Scientists are reporting that aliens are wiping out the animals in Florida's Everglades.

The aliens are Burmese pythons from Asia. They've been slithering around south Florida for decades. But scientists now say the constrictors are so bad, they're eating their way through the swamps. And the federal government has decided to take action to prevent their spread.

One scientist who has been trying to find out just how bad the invasion has become is Michael Dorcas. He's been catching snakes since he was a child in Texas. But he says a 15-foot Burmese python is a handful ... or two.

"You typically try to grab them behind the head," he says, and "get somebody else to grab the back end of them. But often they still defecate all over you, even if they can't bite you, so it's always an unpleasant thing when you catch a wild python."

Dorcas is now a biologist at Davidson College in North Carolina. For the past eight years, besides catching pythons, he has been driving through the Everglades counting animals — specifically, midsize mammals.

Dorcas wanted to know how big a bite the pythons are taking out of the mammal population. When he compared the number of mammals now with the 1990s, when pythons were less common, he was shocked. "Once we calculated the percentages, we had no idea they were going to be this dramatic."

How dramatic? "A 99.3 percent decrease in raccoon observations," he reports. "Decreases of 98.9 percent in possums, 94 percent white-tailed deer, 87.5 percent in bobcats."

Nearly all the raccoons, possums, deer and bobcats gone.

Now, counting animals by sight from a car isn't foolproof, but it is an accepted practice in wildlife research.

Dorcas reports his findings in the Proceedings of the National Academy of Sciences. He says it's the first study to actually quantify the effect of the pythons' appetite in the Everglades.

*Required work*.
- 1) According to the python article, where does Michael Dorcas now work as a biologist?
- 2) From the python article, pull out the passage between "One scientist who" and "specifically, midsize mammals.", inclusive.
- 3) Name every mammal for which the python article reports a percentage decrease.

*The data*.
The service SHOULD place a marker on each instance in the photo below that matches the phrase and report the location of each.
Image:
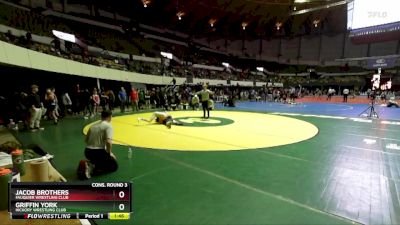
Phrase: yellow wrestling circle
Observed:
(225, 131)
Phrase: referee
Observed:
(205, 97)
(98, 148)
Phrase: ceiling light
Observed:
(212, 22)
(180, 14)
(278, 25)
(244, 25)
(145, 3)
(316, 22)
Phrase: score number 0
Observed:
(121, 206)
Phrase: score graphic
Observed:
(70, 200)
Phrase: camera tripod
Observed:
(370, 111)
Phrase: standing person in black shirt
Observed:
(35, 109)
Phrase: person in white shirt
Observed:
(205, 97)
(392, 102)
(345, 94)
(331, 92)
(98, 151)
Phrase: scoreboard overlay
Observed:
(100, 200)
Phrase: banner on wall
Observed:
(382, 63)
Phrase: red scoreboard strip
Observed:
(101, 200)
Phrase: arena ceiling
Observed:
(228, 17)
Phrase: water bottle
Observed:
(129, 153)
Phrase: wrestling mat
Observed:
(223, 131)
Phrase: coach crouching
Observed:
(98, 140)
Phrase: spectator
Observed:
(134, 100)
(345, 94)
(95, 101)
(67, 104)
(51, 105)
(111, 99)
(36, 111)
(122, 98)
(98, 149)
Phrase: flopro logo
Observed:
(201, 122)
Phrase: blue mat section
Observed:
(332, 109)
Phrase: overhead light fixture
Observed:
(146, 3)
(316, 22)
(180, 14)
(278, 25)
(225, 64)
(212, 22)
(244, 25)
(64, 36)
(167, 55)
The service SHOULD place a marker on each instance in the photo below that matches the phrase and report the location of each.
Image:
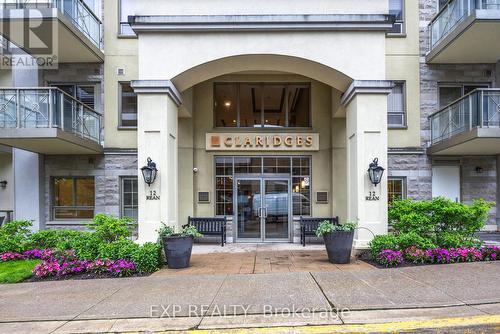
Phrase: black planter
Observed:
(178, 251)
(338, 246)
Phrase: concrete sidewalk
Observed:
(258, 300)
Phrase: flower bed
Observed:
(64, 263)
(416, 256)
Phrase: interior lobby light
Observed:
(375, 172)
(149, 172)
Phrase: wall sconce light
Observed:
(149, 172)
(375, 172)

*Task-by-task solutions*.
- 1) At Davidson College in North Carolina.

- 2)
One scientist who has been trying to find out just how bad the invasion has become is Michael Dorcas. He's been catching snakes since he was a child in Texas. But he says a 15-foot Burmese python is a handful ... or two.

"You typically try to grab them behind the head," he says, and "get somebody else to grab the back end of them. But often they still defecate all over you, even if they can't bite you, so it's always an unpleasant thing when you catch a wild python."

Dorcas is now a biologist at Davidson College in North Carolina. For the past eight years, besides catching pythons, he has been driving through the Everglades counting animals — specifically, midsize mammals.

- 3) Raccoons, possums, white-tailed deer, bobcats